Your task is to reproduce the listing exactly, without its images.

# # #

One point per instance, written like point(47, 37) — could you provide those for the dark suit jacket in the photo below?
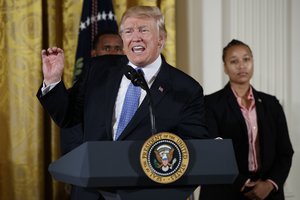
point(177, 99)
point(225, 119)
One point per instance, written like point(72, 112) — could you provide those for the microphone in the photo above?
point(137, 78)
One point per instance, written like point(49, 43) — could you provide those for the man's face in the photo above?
point(109, 44)
point(142, 41)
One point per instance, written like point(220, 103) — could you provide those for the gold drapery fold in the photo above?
point(29, 140)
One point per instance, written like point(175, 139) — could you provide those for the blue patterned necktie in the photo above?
point(130, 105)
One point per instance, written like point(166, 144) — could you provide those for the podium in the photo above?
point(113, 168)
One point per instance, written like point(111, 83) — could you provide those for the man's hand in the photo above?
point(53, 64)
point(261, 189)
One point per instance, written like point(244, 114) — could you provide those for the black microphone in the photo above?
point(137, 78)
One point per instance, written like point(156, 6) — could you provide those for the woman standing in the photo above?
point(256, 123)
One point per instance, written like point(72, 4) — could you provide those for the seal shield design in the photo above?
point(164, 157)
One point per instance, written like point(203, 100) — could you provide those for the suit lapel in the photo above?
point(158, 90)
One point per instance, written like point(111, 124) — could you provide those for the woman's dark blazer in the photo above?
point(225, 119)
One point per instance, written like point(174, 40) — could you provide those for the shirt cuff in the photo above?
point(274, 184)
point(47, 88)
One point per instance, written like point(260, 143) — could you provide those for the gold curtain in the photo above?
point(29, 140)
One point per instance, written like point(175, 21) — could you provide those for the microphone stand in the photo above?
point(137, 78)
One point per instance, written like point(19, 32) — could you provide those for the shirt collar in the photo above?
point(150, 71)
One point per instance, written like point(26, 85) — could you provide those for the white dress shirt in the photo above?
point(150, 73)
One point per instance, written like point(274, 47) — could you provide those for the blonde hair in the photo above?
point(148, 12)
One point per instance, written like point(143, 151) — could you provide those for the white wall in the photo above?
point(271, 28)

# # #

Task solution:
One point per instance, written like point(47, 37) — could you provide those for the dark suit jacket in the photo below?
point(177, 99)
point(225, 119)
One point per instance, written like point(72, 112) — could you provide those for the microphone in the photo above?
point(137, 78)
One point per instance, written like point(49, 43) — could you provide those for the man's face in the photo above?
point(109, 44)
point(142, 41)
One point per instance, written like point(220, 103) — could you provide those for the gold drapery fold in the photo above?
point(29, 140)
One point per instance, written like point(175, 139) — could you provide those for the blue patterned necktie in the photo above?
point(130, 105)
One point per instance, written like point(166, 144) — could you provide those for the podium in the photo above?
point(113, 168)
One point per instance, written like point(111, 83) — could you provide those for the man's hand in the photo above?
point(53, 64)
point(261, 189)
One point per instance, written like point(244, 114) — could you provide those for the black microphone in the photo above?
point(137, 78)
One point per instance, written like point(156, 6) — could you provide those for the woman standing in the photo above?
point(256, 123)
One point per instance, written like point(72, 4) — could you provide those for the seal shield design in the photo above?
point(164, 157)
One point per instance, written like point(203, 100) — could you provide those for the suit lapel in the photo above?
point(158, 90)
One point per instance, written like point(111, 124) — could you provide those for the woman's dark blazer in the photo above?
point(225, 119)
One point per instance, written like point(174, 40) — could you provide those for the shirt cuff in the photo above?
point(274, 184)
point(47, 88)
One point per instance, written like point(260, 143) — could you provide those for the gold curtain in the photo above?
point(29, 140)
One point per instance, written like point(175, 21) — could you provide those for the microphone stand in the photo above?
point(137, 78)
One point per instance, written like point(19, 32) — could you provide those for the shirt collar in the photo above?
point(150, 71)
One point per instance, written like point(26, 85) — could you provide those for the white dress shirt in the photo above?
point(150, 73)
One point per instance, written like point(274, 47) — could you provide those for the blonde hair in the photo above?
point(148, 12)
One point per instance, written like point(143, 151) — could you provide those for the white wall in the photo above?
point(271, 28)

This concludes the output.